» **Required work**
Write out the part of the records that opens with the line containing "of the airplane" and runs through the last line of the records, including both ends, with every line reproduced word for word.

=== Given information ===

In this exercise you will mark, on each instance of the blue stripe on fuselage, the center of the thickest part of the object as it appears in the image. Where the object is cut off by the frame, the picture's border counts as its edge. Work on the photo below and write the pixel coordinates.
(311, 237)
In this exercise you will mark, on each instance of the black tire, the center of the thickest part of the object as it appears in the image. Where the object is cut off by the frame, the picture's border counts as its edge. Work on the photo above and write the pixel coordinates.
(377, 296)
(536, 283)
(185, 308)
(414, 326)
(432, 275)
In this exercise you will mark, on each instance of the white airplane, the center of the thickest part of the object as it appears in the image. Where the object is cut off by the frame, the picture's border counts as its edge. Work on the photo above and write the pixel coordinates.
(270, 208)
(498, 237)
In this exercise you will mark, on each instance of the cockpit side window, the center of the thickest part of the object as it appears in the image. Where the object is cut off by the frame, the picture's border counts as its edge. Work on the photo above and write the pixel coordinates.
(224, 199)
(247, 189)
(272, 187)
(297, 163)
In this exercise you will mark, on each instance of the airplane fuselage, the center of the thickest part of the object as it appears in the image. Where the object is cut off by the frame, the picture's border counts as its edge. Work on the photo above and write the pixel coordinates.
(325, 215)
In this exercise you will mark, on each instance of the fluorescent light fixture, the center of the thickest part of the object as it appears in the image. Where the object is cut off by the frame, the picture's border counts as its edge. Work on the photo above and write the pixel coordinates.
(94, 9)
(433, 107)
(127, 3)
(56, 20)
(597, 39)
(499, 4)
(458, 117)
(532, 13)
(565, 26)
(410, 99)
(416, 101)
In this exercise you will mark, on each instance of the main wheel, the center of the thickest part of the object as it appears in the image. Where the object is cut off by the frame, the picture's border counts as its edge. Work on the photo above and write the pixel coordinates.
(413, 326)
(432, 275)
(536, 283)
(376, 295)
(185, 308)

===

» **Complete output**
In this exercise you will mark, on each instance of the airplane fuselage, the center of the thickest part of the object as it appears in the image. Where the object is cut off by the frame, the picture's border counts as its edge. Work on the photo above and write the pixel coordinates.
(325, 215)
In this exercise you will mark, on each instance of the fluorescent light fixture, the center of the thickest part of the object as it appears in the image. Where the object is cut off by the frame, the picture's border counts as its edge. Work on the photo above and write the pixel coordinates.
(94, 9)
(433, 107)
(127, 3)
(56, 20)
(597, 39)
(499, 4)
(458, 117)
(532, 13)
(565, 26)
(410, 99)
(416, 101)
In this exercise you will mark, on each instance of the main wheel, the center of the thickest part of the object as it appears in the image. Where the object is cut off by the frame, the picture's border counts as its edge. Work on the photo above and write the pixel coordinates.
(413, 326)
(432, 275)
(536, 283)
(376, 295)
(185, 308)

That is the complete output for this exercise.